Exercise details :: Copy the rows below, replacing "Identify" with "Locate" everywhere and leaving all other text unchanged.

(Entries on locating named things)

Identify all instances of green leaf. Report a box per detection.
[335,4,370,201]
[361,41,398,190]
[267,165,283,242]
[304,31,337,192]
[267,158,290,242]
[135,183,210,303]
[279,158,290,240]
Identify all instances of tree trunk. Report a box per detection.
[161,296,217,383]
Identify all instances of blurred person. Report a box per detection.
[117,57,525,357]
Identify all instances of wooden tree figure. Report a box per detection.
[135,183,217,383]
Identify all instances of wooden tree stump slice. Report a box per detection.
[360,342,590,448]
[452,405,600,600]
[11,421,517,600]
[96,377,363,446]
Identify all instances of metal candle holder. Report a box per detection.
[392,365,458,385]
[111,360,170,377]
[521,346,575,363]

Finished task ::
Locate all instances of green leaf. Report a box per detection.
[335,4,370,201]
[361,41,398,190]
[267,165,283,242]
[304,31,337,192]
[267,158,290,242]
[135,183,210,303]
[279,158,290,240]
Locate all instances of tree trunk. Report a box per detection.
[161,296,217,383]
Locate all instances of blurred person. Report a box per detection.
[117,57,525,357]
Locate all instances of wooden tree figure. Report a box per detection.
[135,183,217,383]
Locate all instances of wooden tree stump slice. Report a box per detection.
[360,342,590,448]
[452,405,600,600]
[11,421,517,600]
[96,377,363,446]
Locate all instances of metal candle holder. Report a box per detection.
[392,365,458,385]
[111,360,170,377]
[521,346,575,363]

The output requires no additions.